(Excerpts from point annotation data)
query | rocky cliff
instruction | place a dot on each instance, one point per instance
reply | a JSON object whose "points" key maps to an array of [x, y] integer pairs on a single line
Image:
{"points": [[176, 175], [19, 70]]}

Request — Copy all the items above again, requests included, but shift every x and y coordinate in the answers by adding 54.

Result of this exercise —
query | rocky cliff
instruction | place a dot on each instance, one point per instance
reply | a JSON object whose "points" key maps to an array of [x, y] integer pairs on a single line
Image:
{"points": [[230, 229], [73, 124]]}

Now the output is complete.